- **ACTIVITY**: Set down every record below exactly as it stands, minus the pictures.

Referring expression pointing data:
..............................

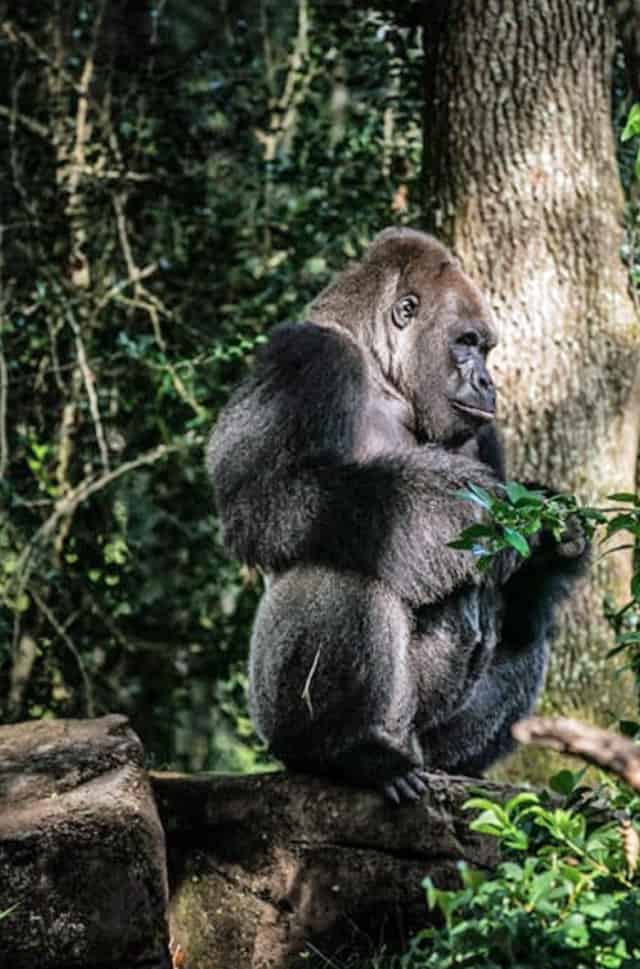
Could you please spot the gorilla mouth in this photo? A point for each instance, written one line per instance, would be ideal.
(478, 412)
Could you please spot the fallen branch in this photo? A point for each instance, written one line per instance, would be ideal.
(603, 748)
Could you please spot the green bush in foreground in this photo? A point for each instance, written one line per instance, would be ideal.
(563, 897)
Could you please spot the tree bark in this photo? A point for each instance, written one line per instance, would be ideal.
(521, 179)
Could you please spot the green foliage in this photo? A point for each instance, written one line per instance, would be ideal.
(632, 130)
(222, 156)
(518, 515)
(562, 897)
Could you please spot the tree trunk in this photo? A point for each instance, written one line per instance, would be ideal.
(521, 179)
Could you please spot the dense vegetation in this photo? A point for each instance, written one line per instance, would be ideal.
(226, 163)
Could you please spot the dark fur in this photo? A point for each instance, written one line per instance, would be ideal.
(377, 650)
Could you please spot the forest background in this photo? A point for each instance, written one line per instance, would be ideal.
(177, 180)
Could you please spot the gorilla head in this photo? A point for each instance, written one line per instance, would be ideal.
(427, 328)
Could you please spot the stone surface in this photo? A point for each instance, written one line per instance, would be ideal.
(82, 863)
(275, 870)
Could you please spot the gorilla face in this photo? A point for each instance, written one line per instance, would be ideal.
(446, 333)
(427, 327)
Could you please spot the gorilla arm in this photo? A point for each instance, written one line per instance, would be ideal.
(296, 481)
(481, 732)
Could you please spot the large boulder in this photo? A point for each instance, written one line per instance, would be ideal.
(275, 870)
(82, 855)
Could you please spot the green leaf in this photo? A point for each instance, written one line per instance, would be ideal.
(625, 496)
(632, 126)
(517, 541)
(476, 494)
(519, 495)
(563, 782)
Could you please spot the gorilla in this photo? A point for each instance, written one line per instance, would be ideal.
(379, 652)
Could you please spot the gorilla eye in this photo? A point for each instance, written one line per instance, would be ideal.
(404, 310)
(469, 339)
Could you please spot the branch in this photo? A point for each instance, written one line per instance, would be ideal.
(89, 707)
(67, 505)
(90, 387)
(603, 748)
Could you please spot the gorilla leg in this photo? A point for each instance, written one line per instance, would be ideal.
(480, 732)
(331, 685)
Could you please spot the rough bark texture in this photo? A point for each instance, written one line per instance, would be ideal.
(521, 179)
(82, 858)
(282, 871)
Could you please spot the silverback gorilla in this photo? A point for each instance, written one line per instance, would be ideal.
(379, 652)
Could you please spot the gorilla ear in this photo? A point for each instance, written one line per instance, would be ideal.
(404, 310)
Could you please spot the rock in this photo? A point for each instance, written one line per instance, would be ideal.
(82, 858)
(270, 871)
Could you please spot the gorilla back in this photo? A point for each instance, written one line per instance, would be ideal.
(377, 650)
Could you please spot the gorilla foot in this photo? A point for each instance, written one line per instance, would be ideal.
(406, 787)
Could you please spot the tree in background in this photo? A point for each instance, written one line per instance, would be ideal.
(522, 180)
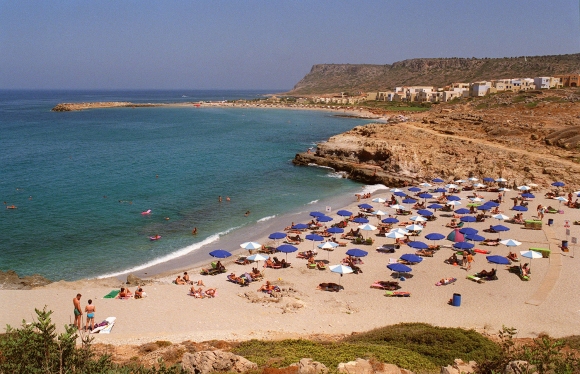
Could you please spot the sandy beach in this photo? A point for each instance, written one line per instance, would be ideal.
(545, 304)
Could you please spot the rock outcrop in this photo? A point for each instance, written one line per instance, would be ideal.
(205, 362)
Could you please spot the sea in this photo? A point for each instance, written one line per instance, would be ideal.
(81, 181)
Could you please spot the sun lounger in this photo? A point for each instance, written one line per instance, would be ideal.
(397, 294)
(475, 279)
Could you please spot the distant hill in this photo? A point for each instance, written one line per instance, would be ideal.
(333, 78)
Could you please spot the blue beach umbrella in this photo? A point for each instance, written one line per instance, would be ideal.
(344, 213)
(418, 245)
(220, 253)
(335, 230)
(468, 231)
(355, 252)
(475, 238)
(411, 258)
(434, 236)
(463, 245)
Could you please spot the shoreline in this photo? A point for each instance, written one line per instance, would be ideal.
(485, 306)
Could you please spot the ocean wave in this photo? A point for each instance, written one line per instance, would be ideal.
(171, 256)
(266, 218)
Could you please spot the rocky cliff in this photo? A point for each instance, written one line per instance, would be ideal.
(332, 78)
(503, 135)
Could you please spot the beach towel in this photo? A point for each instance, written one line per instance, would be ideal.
(111, 295)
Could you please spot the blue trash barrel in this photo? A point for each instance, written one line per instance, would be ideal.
(456, 299)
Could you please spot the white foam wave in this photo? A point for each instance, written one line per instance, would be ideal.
(171, 256)
(374, 187)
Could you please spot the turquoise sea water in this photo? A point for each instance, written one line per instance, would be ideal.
(80, 180)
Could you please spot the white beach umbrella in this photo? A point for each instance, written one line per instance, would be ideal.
(414, 227)
(501, 217)
(251, 245)
(510, 243)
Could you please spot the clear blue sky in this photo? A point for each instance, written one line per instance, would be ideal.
(258, 44)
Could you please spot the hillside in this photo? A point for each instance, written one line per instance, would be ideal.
(331, 78)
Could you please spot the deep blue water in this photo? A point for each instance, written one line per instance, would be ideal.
(80, 180)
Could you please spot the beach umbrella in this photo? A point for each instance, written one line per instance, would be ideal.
(463, 245)
(510, 243)
(344, 213)
(286, 248)
(258, 257)
(399, 268)
(277, 235)
(220, 253)
(434, 236)
(314, 238)
(418, 245)
(355, 252)
(499, 260)
(250, 246)
(475, 238)
(340, 269)
(335, 230)
(414, 259)
(468, 231)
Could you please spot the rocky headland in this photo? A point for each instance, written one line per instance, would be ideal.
(525, 137)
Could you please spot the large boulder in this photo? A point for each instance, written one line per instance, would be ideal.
(309, 366)
(209, 361)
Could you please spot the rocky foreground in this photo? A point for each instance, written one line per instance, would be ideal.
(528, 137)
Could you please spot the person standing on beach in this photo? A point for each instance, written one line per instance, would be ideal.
(90, 310)
(77, 311)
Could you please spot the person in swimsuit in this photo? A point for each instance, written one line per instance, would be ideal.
(77, 311)
(90, 310)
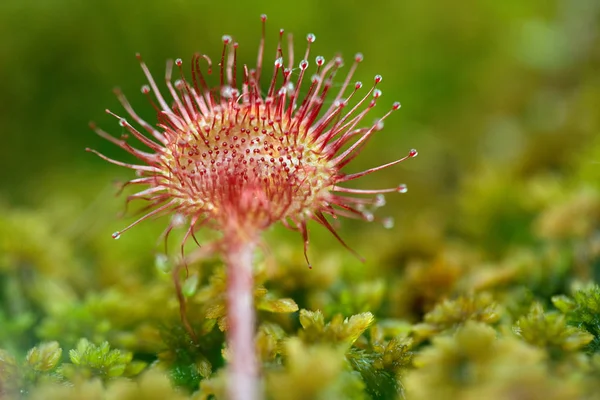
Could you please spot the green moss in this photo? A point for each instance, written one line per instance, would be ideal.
(583, 311)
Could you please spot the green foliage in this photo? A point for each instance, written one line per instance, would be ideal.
(487, 288)
(453, 313)
(550, 331)
(90, 360)
(583, 311)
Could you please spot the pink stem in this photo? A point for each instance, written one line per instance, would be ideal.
(243, 367)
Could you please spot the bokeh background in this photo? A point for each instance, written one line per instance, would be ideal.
(512, 86)
(501, 99)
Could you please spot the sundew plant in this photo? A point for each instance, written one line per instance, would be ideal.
(273, 234)
(239, 158)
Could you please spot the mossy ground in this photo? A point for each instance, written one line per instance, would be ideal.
(486, 288)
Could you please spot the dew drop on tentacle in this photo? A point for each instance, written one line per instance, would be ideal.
(388, 222)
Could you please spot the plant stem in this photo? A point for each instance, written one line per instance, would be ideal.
(243, 367)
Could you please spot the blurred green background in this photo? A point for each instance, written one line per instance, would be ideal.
(501, 99)
(483, 83)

..............................

- **PROBLEM SOLUTION**:
Could you please spot the gorilla mouth in this photo? A point for each instance, written one line per instance, would be ideal.
(478, 412)
Could you please spot the fallen branch in this photo? A point for each instance, written one line per instance, would be ideal.
(603, 748)
Could you please spot the green bush in foreground in this photo? A point for each instance, written one line per instance, would be ideal.
(563, 897)
Could you please spot the tree bark in this photo? A point for each instance, written one line per instance, would be ideal.
(521, 179)
Could you please spot the green foliage in this photo? A point for each instance, written one line per instance, would be ideal.
(632, 130)
(222, 156)
(518, 515)
(562, 897)
Could you please spot the tree trunk in this photo? A point for each instance, written one line per instance, would be ideal.
(521, 179)
Could you please spot the dense vegetation in this photo? A point for each instance, written one line per instance, would be ideal.
(226, 163)
Could you please spot the dark fur in this photo? A point for each instance, written one line per instance, would be ideal.
(377, 650)
Could you please spot the forest background in this photo? A point for each instance, written one line per instance, would be ideal.
(177, 180)
Could you please spot the gorilla head in this photo? A point for each instance, written one line per instance, would be ideal.
(427, 328)
Could you please spot the stone surface in this photo? A point for each instance, written one line per instance, would be ideal.
(82, 863)
(275, 870)
Could you please spot the gorilla face in this photo? A point for each instance, written one line per instance, would be ideal.
(446, 333)
(427, 327)
Could you please spot the gorilla arm in this photo? A point for each instance, written one line per instance, would be ideal.
(296, 481)
(481, 732)
Could you please spot the large boulder in this photo? A point for each instance, written one line per instance, would be ideal.
(275, 870)
(82, 855)
Could you please spot the green leaf in this photo? A point for each instance, written one line per instance, would be ideal.
(625, 496)
(632, 126)
(517, 541)
(476, 494)
(519, 495)
(563, 782)
Could you please spot the gorilla in this photo? A point for each instance, written one line per instance, would be ideal.
(379, 652)
Could you please spot the gorilla eye in this photo? A point for each instance, written one line per instance, would be ideal.
(404, 310)
(469, 339)
Could you please spot the branch in this photo? A point for each instance, written one line per instance, would be ideal.
(89, 707)
(67, 505)
(90, 387)
(603, 748)
Could you please spot the gorilla leg in this photo? A point for each instance, written one line per instance, would be ideal.
(480, 732)
(331, 685)
Could you please spot the rough bark texture in this photo? A point for each instance, written one line per instance, would be ideal.
(521, 179)
(82, 858)
(282, 871)
Could you please spot the silverback gorilla in this photo? A point for each instance, written one line per instance, would be ideal.
(379, 652)
Could you please spot the gorilla ear in this photo? A point for each instance, written one line per instance, would be ideal.
(404, 310)
Could you please spot the rock in this photo? A point for each instance, written one line per instance, would be ideal.
(82, 858)
(270, 871)
Could you please spot the gorilla back in this photo? A point for each instance, written one line per instance, would be ideal.
(377, 650)
Could you please spot the gorilla foot in this photo? A point for each instance, written one line per instance, would be ideal.
(406, 787)
Could you please spot the tree in background in this photo? A point for each instance, written one line per instance, would be ideal.
(522, 180)
Could you please spot the sandy beach in this photo? A point for each instance, written one line per instance, would be ideal.
(545, 304)
Could you please spot the rock outcrop in this photo? A point for each instance, written one line per instance, would be ideal.
(205, 362)
Could you please spot the sea in this photo? A point for each instance, written one line per instance, would be ideal.
(81, 181)
Could you please spot the sun lounger in this photo? A point for each instance, written one line per instance, would be ideal.
(397, 294)
(475, 279)
Could you please spot the distant hill in this photo? A point for each instance, written one line per instance, would be ideal.
(333, 78)
Could you please spot the blue beach umbrella in this photo? A point for each instance, written one line per instance, would be ideal.
(344, 213)
(418, 245)
(220, 253)
(335, 230)
(468, 231)
(355, 252)
(475, 238)
(411, 258)
(434, 236)
(463, 245)
Could you please spot the shoreline in this photo? A point for each instance, written one line per instance, would be ideal.
(485, 306)
Could you please spot the ocean wave in this photo? A point for each instance, written one line per instance, would be ideal.
(171, 256)
(266, 218)
Could you please spot the rocky cliff in this photo? A point for each instance, written one line per instance, would be ideal.
(332, 78)
(503, 135)
Could you please spot the beach towel in this photo? A point for each instance, written one line per instance, would be ideal.
(111, 295)
Could you please spot the blue trash barrel in this photo? A point for each instance, written one line per instance, would be ideal.
(456, 299)
Could you please spot the white foam wave in this photo? A point for each instance, written one line per instance, would be ideal.
(171, 256)
(374, 187)
Could you please spot the turquoise sea water in this photo? A point for each instance, written one line per instance, would be ideal.
(80, 180)
Could you please spot the white beach umbrella in this photo? A point for each instance, written one line per instance, would be ideal.
(414, 227)
(501, 217)
(251, 245)
(510, 243)
Could you please spot the clear blue sky in this photo? A point for each instance, written one line per instance, would be ideal.
(258, 44)
Could you please spot the hillside in this photo? A point for each instance, written one line per instance, would be ideal.
(331, 78)
Could you please spot the deep blue water in this photo? A point for each instance, written one line per instance, would be ideal.
(80, 180)
Could you please spot the beach umbrella in this photo? A point for each instance, written one line per instance, would be ideal.
(463, 245)
(510, 243)
(344, 213)
(286, 248)
(258, 257)
(399, 268)
(277, 235)
(220, 253)
(434, 236)
(314, 238)
(418, 245)
(355, 252)
(499, 260)
(250, 246)
(475, 238)
(340, 269)
(335, 230)
(414, 259)
(468, 231)
Could you please spot the rocky headland in this photo? A point for each instance, written one line per instance, would be ideal.
(525, 137)
Could you please spot the large boulder in this photo? A point for each instance, written one line per instance, would be ideal.
(309, 366)
(209, 361)
Could you please spot the rocky foreground in this photo? A point for each instance, written one line per instance, would be ideal.
(528, 137)
Could you please spot the person standing on beach in this photo? A point for each instance, written one line per instance, would be ideal.
(90, 310)
(77, 311)
Could you please spot the person in swimsuit in this photo? A point for each instance, written one line per instance, would be ideal.
(77, 311)
(90, 310)
Could you please spot the green moss in this photo? A point for each instance, written one line per instance, would be ideal.
(583, 311)
Could you please spot the green foliage in this photo? A point for each instance, written one line per instance, would be ideal.
(487, 288)
(453, 313)
(550, 331)
(90, 360)
(583, 311)
Could you please spot the pink stem in this photo? A point for each instance, written one line per instance, would be ideal.
(243, 367)
Could you please spot the bokeh background in this photo? A point for each instance, written one line per instance, would be ideal.
(512, 86)
(501, 99)
Could you please spot the sundew plant in this photo? A point for each instance, written one line per instance, would be ideal.
(273, 234)
(239, 158)
Could you please spot the mossy ground in this photo? A point for each instance, written one line per instance, would be ideal.
(486, 288)
Could you please spot the dew drop on tentacle in this photo? A point for each instance, written one line per instance, would be ideal.
(388, 222)
Could you please spot the plant stem in this photo? A point for each instance, written one line per instance, would be ideal.
(243, 367)
Could you please spot the blurred green background in this photo? A point for each instance, written one line per instance, would be ideal.
(501, 99)
(483, 83)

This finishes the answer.